* Begin *

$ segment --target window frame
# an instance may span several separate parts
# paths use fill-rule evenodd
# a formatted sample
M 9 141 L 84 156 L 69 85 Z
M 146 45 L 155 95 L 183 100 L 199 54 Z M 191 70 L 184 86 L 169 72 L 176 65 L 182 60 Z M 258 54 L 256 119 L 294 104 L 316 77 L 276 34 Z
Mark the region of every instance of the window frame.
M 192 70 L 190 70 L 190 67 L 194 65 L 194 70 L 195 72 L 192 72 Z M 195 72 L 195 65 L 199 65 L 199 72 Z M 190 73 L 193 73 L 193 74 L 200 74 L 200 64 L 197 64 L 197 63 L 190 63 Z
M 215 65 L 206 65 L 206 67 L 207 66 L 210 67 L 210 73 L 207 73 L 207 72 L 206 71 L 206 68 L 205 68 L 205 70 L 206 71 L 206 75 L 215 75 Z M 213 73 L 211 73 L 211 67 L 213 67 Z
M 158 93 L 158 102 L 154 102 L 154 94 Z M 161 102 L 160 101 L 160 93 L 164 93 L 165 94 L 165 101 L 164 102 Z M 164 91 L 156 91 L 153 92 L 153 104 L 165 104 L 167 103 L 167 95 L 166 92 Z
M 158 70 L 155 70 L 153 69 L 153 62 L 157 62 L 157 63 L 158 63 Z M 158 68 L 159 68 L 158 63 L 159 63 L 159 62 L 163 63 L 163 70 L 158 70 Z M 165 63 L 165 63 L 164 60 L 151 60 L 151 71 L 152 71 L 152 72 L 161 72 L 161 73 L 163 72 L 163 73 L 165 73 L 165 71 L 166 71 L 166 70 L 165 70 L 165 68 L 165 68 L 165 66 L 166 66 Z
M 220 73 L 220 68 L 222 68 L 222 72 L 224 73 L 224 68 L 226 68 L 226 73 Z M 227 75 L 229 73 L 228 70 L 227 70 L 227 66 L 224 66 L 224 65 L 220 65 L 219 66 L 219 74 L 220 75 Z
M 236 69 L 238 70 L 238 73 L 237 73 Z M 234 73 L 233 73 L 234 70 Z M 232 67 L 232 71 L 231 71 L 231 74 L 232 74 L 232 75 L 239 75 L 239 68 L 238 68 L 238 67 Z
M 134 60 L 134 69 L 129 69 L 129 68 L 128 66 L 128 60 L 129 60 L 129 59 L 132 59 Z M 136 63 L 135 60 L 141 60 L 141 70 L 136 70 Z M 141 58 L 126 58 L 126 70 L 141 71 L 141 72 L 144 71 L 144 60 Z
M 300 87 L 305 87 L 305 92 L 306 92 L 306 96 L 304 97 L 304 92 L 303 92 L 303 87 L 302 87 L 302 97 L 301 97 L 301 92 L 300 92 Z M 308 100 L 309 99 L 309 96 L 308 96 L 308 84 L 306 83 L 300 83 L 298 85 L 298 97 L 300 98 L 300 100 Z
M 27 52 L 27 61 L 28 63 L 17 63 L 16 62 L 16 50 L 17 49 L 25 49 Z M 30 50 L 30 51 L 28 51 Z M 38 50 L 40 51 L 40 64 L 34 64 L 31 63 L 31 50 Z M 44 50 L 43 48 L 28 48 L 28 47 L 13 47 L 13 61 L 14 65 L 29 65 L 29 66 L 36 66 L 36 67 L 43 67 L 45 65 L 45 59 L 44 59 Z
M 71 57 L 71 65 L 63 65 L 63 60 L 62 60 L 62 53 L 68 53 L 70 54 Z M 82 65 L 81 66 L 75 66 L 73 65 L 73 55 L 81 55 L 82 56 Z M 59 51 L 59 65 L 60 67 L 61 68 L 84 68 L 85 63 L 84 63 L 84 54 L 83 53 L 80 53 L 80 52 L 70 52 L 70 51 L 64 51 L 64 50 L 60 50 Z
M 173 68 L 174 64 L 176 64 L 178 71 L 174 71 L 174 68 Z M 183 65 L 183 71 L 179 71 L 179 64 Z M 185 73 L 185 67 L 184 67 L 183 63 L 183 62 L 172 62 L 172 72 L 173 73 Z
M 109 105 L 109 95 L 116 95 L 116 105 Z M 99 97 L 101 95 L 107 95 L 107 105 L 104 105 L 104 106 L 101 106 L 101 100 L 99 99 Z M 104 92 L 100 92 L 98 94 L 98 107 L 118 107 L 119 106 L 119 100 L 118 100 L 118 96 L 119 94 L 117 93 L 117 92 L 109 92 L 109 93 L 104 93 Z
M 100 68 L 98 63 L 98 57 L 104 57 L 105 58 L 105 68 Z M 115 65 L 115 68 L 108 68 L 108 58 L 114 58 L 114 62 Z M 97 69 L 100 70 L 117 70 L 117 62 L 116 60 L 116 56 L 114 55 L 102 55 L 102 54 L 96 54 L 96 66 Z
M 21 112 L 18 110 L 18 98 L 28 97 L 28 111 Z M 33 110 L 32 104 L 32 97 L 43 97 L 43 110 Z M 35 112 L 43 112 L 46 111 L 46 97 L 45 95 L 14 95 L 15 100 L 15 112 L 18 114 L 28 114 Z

* End *

Please reproduce every one of the entries above word for word, line by line.

= Expected answer =
$ segment --target window frame
# an instance may span several separate parts
# paths use fill-rule evenodd
# a formatted sample
M 9 141 L 84 156 L 69 85 Z
M 146 45 L 155 95 L 183 100 L 199 54 Z M 191 70 L 184 86 L 169 72 L 176 65 L 182 60 Z M 258 54 L 256 119 L 294 104 L 316 77 L 276 34 Z
Mark the region of every instance of the window frame.
M 192 70 L 190 70 L 190 67 L 194 65 L 194 70 L 195 72 L 192 72 Z M 195 72 L 195 65 L 199 65 L 199 72 Z M 190 73 L 193 73 L 193 74 L 200 74 L 200 64 L 197 64 L 197 63 L 190 63 Z
M 215 65 L 206 65 L 206 67 L 207 66 L 210 67 L 210 73 L 207 73 L 207 72 L 206 71 L 206 68 L 205 68 L 205 70 L 206 71 L 206 75 L 215 75 Z M 213 73 L 211 73 L 211 67 L 213 67 Z
M 158 93 L 158 102 L 154 102 L 154 94 Z M 161 102 L 160 101 L 160 93 L 164 93 L 165 94 L 165 101 L 164 102 Z M 164 91 L 156 91 L 153 92 L 153 104 L 165 104 L 167 103 L 167 95 L 166 92 Z
M 158 70 L 155 70 L 153 69 L 153 62 L 157 62 L 157 63 L 158 63 Z M 158 68 L 159 68 L 158 63 L 159 63 L 159 62 L 163 63 L 163 70 L 158 70 Z M 165 63 L 165 63 L 164 60 L 151 60 L 151 71 L 152 71 L 152 72 L 161 72 L 161 73 L 163 72 L 163 73 L 165 73 L 165 71 L 166 71 L 166 70 L 165 70 L 165 68 L 165 68 L 165 66 L 166 66 Z
M 220 73 L 220 68 L 222 68 L 222 72 L 224 73 L 224 68 L 226 68 L 226 73 Z M 227 75 L 229 73 L 228 70 L 227 70 L 227 66 L 224 66 L 224 65 L 220 65 L 219 66 L 219 74 L 220 75 Z
M 236 69 L 238 70 L 238 73 L 237 73 Z M 234 73 L 233 73 L 234 70 Z M 232 67 L 232 71 L 231 71 L 231 74 L 232 74 L 232 75 L 239 75 L 239 68 L 238 68 L 238 67 Z
M 134 60 L 134 69 L 129 69 L 129 68 L 128 66 L 128 60 L 129 60 L 129 59 L 132 59 Z M 136 63 L 135 60 L 141 60 L 141 70 L 136 70 Z M 141 58 L 126 58 L 126 70 L 141 71 L 141 72 L 144 71 L 144 60 Z
M 300 87 L 305 87 L 305 92 L 306 92 L 306 96 L 304 97 L 304 92 L 303 92 L 303 87 L 302 87 L 302 97 L 301 97 L 301 92 L 300 92 Z M 308 100 L 309 99 L 309 96 L 308 96 L 308 84 L 306 83 L 300 83 L 298 85 L 298 97 L 300 98 L 300 100 Z
M 27 52 L 27 61 L 28 63 L 17 63 L 16 62 L 16 50 L 17 49 L 25 49 Z M 30 50 L 30 51 L 28 51 Z M 38 50 L 40 51 L 40 64 L 34 64 L 31 63 L 31 50 Z M 44 50 L 43 48 L 28 48 L 28 47 L 13 47 L 13 61 L 14 65 L 29 65 L 29 66 L 36 66 L 36 67 L 43 67 L 45 65 L 45 59 L 44 59 Z
M 71 57 L 71 65 L 63 65 L 63 60 L 62 60 L 62 53 L 68 53 L 70 54 Z M 82 65 L 81 66 L 75 66 L 73 65 L 73 55 L 81 55 L 82 56 Z M 59 51 L 59 65 L 60 67 L 61 68 L 84 68 L 85 63 L 84 63 L 84 54 L 83 53 L 80 53 L 80 52 L 70 52 L 70 51 L 64 51 L 64 50 L 60 50 Z
M 173 68 L 174 64 L 176 64 L 178 71 L 174 71 L 174 68 Z M 183 65 L 183 71 L 179 71 L 179 64 Z M 185 73 L 185 67 L 184 67 L 183 63 L 183 62 L 172 62 L 172 72 L 173 73 Z
M 109 105 L 109 95 L 116 95 L 116 105 Z M 99 97 L 101 95 L 107 95 L 107 105 L 104 105 L 104 106 L 101 106 L 101 100 L 99 99 Z M 104 92 L 100 92 L 98 94 L 98 107 L 118 107 L 119 106 L 119 100 L 118 100 L 118 96 L 119 94 L 117 93 L 117 92 L 109 92 L 109 93 L 104 93 Z
M 100 68 L 98 63 L 98 57 L 104 57 L 105 58 L 105 68 Z M 115 65 L 115 68 L 108 68 L 108 58 L 114 58 L 114 62 Z M 97 69 L 100 70 L 117 70 L 117 62 L 116 60 L 116 56 L 114 55 L 102 55 L 102 54 L 96 54 L 96 66 Z
M 21 112 L 18 110 L 18 98 L 28 97 L 28 111 Z M 33 110 L 32 104 L 32 97 L 43 97 L 43 110 Z M 35 112 L 43 112 L 46 111 L 46 97 L 45 95 L 14 95 L 15 100 L 15 112 L 18 114 L 28 114 Z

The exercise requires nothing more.